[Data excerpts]
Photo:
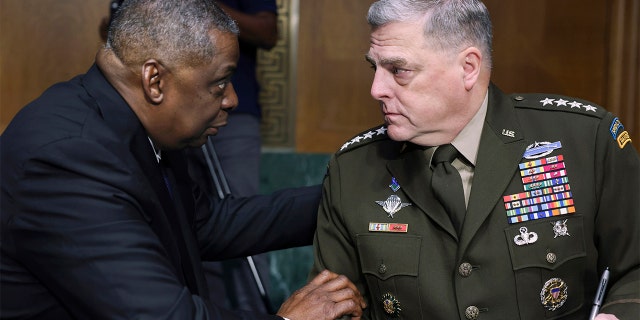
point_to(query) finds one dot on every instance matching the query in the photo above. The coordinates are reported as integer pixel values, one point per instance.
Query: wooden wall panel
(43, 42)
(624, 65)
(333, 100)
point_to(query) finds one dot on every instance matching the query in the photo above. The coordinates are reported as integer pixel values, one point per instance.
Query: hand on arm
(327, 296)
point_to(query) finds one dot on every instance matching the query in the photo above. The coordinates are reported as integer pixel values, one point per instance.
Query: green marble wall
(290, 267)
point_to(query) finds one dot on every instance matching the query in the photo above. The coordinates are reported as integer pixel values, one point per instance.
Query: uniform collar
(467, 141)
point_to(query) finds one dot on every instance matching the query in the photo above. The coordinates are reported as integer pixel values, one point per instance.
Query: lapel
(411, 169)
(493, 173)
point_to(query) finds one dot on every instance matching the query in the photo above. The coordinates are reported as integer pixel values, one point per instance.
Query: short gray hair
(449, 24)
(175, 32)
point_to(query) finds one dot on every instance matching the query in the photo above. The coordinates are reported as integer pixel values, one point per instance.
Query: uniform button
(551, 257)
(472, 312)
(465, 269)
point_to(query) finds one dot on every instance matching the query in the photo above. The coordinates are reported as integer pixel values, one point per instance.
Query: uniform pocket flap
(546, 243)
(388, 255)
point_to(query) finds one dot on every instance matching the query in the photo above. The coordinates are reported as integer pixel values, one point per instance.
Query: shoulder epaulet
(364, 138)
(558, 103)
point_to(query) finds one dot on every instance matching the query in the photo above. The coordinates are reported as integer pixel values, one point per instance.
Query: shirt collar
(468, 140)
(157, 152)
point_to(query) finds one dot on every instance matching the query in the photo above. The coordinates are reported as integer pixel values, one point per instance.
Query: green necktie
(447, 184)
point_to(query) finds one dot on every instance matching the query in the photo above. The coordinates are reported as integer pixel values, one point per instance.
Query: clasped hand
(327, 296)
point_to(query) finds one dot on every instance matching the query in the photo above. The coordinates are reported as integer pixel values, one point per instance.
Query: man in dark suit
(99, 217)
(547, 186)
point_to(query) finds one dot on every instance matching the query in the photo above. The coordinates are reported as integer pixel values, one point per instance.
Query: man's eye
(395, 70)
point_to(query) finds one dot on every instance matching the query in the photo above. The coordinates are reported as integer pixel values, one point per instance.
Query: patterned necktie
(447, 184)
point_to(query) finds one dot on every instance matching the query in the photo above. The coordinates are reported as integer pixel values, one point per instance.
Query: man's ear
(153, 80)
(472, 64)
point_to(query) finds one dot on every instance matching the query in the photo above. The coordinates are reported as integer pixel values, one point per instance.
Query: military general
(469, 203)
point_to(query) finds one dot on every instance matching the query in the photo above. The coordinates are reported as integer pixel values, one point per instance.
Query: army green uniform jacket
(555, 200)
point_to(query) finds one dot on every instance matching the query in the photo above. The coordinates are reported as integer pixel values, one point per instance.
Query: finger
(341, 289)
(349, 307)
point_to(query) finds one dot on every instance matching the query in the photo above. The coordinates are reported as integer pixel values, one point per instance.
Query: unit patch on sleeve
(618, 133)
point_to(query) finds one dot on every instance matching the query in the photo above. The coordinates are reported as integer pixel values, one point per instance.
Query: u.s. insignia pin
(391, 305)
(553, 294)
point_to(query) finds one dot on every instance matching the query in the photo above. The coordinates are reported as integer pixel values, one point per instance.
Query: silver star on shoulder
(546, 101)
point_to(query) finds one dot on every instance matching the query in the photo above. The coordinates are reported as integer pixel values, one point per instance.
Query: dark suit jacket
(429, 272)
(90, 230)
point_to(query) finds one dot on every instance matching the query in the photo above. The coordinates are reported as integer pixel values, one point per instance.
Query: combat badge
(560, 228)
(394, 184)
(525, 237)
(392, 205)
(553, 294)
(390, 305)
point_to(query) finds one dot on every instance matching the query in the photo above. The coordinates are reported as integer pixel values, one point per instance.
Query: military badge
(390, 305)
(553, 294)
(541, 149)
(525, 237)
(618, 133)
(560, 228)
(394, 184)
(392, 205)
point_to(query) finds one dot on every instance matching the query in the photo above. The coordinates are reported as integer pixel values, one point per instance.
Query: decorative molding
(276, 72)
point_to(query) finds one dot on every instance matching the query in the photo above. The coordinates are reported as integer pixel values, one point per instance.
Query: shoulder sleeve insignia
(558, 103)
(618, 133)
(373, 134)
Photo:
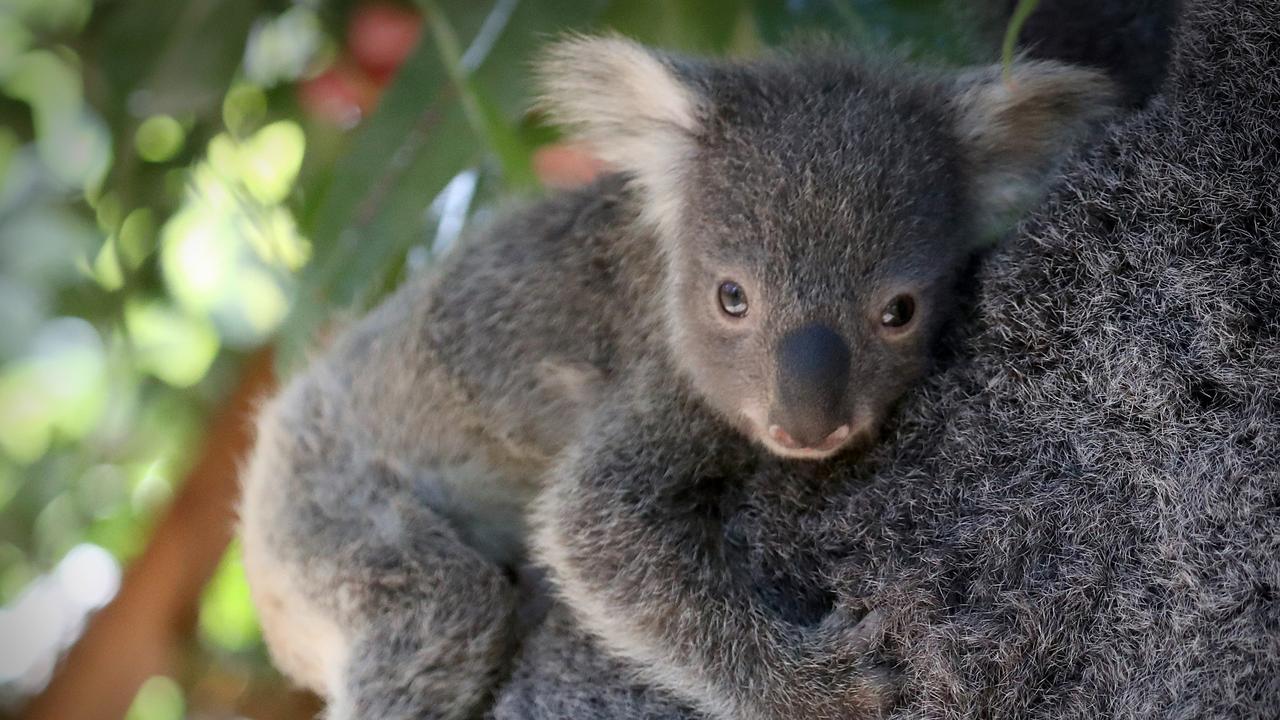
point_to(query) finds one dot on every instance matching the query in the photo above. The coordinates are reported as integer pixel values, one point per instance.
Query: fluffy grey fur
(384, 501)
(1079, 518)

What is required →
Each entry, start to finish, goes into your copy exactly; the pictures stay out.

Expected answer →
Photo:
point_to(query) finds one dot on every instance matching the query in the photo above. The coordinates are reported as integer pixel values, one point per instance.
Query: wooden wall panel
(43, 42)
(624, 65)
(333, 100)
point_to(query) finds one dot on every instance matching the query in the photo above. The coordinates are reported as integer pixel values, one point per instance.
Query: hand on arm
(327, 296)
point_to(query) finds one dot on every instance matching the query in the photo above. The coordinates are reported as integer pixel values, one point per instance.
Query: green marble wall
(290, 267)
point_to(query) finds one dot on every instance matching the query in the photo above. The coordinates are reported as integer pixel values, one point per instance.
Query: uniform collar
(467, 141)
point_to(query) finds one dot on every instance matching the query in the photo above. The coordinates are reported as integer pixel values, one point per instance.
Query: lapel
(411, 169)
(493, 173)
point_to(query) finds one dot on every instance matching the query in the photo above. The coordinates are reported as integer pixel values, one point per instance.
Query: short gray hair
(449, 24)
(175, 32)
point_to(query) finds one dot on every instance matching the query in the photo above. The coordinates are reported as integer pixel values, one point per instance.
Query: uniform button
(551, 257)
(472, 312)
(465, 269)
point_to(query) finds one dot on every instance matching the query in the photo above. The coordinates are reported as integer pixel values, one point per instance.
Query: uniform pocket flap
(546, 243)
(388, 255)
point_to(query) finds one dot on every instance matching the query in the photo above. The coordinates are reported as integer pixel values, one point per instance.
Query: shoulder epaulet
(364, 138)
(558, 103)
point_to(query) finds one dot on every instance matching the query in the photo above. The coordinates are reported as integer pixel values, one point per instance.
Query: shirt collar
(468, 140)
(157, 152)
point_to(query) finds one dot on every instance matching the query in the photo above. The coordinates are reported as integer pixel values, one point per instance.
Query: green necktie
(447, 184)
point_to(query) finds one dot on every instance matching the query in the photo above. The coordinates are reported as integer pixel values, one point per instance.
Query: clasped hand
(327, 296)
point_to(query) finds one dot on every instance matching the query in the photo above. The coordinates are reported as integer pixel values, one point per instance.
Query: man in dark suit
(99, 217)
(547, 186)
point_to(query) finds one dot on every instance matching the query in the photo above. The coordinates are reported as integer pixel values, one point per instance.
Query: man's eye
(395, 70)
point_to(query) finds one dot on every instance matching the query in the photo above. The coordinates are reported as integer pixel values, one point per instance.
Query: patterned necktie
(447, 184)
point_to(query) finds one dot on every instance matching the query in the photo above. The coordinates are reported as integer pixel values, one point per instance.
Query: man's ear
(153, 80)
(472, 64)
point_to(query) finds one dot on every instance matching the query in the photo above. The coordinates are reported as integer pixel values, one point per instance.
Query: military general
(469, 203)
point_to(query) finds one dot on every instance matching the query in the photo above. The coordinates are reported as integer pixel values, one point per instance.
Query: army green uniform jacket
(555, 200)
point_to(query) finds one dot on every instance matching the query in the photo above. The coordinates are reported as integer pixel values, one point per instance.
Query: finger
(341, 289)
(349, 307)
point_to(query) finds one dot on every instance matching the query in the photo above. The coordinates are reported as integer pixel values, one point per instance.
Query: unit patch on sleeve
(618, 133)
point_to(query) finds one dot on every instance matching the query in the photo above. The coordinates are reported as integer pixel values, one point per instance.
Query: u.s. insignia pin
(391, 305)
(553, 294)
point_to(query) finds one dot on every instance matching the query in the photo above. The coordinates are reported as integer pixel values, one point per instance.
Query: silver star on shoulder
(546, 101)
point_to(query) finds one dot on every instance matching the query in the photo above. The coordinates are reported as integer pixel values, one point per instance.
Query: dark suit jacket
(429, 272)
(90, 230)
point_to(query) finds one dot on every instance matching the query in the photo above. The coordinates are reported as integer pixel values, one point per instance.
Query: combat badge
(560, 228)
(394, 184)
(525, 237)
(392, 205)
(553, 294)
(390, 305)
point_to(query) finds one dot on every instance matching the query in the photo above. The coordinates are reported as integer pixel values, one point per instance.
Query: military badge
(390, 305)
(553, 294)
(541, 149)
(525, 237)
(618, 133)
(560, 228)
(394, 184)
(392, 205)
point_to(query) finds one dot on every instance matching the query in the photo above. The coordinates are reported as integer pixel values, one point per instance.
Query: decorative molding
(276, 72)
point_to(query) finds one dot on every instance matching the query in the photo above. The coordinates are reported as integer pixel values, one point per instance.
Query: shoulder sleeve insignia
(558, 103)
(618, 133)
(373, 134)
Photo:
point_to(query) finds one dot on every instance matching the query in the photo above. The coordinates are reported as integer pixel values, one point per instance.
Query: fluffy grey fur
(384, 501)
(1079, 518)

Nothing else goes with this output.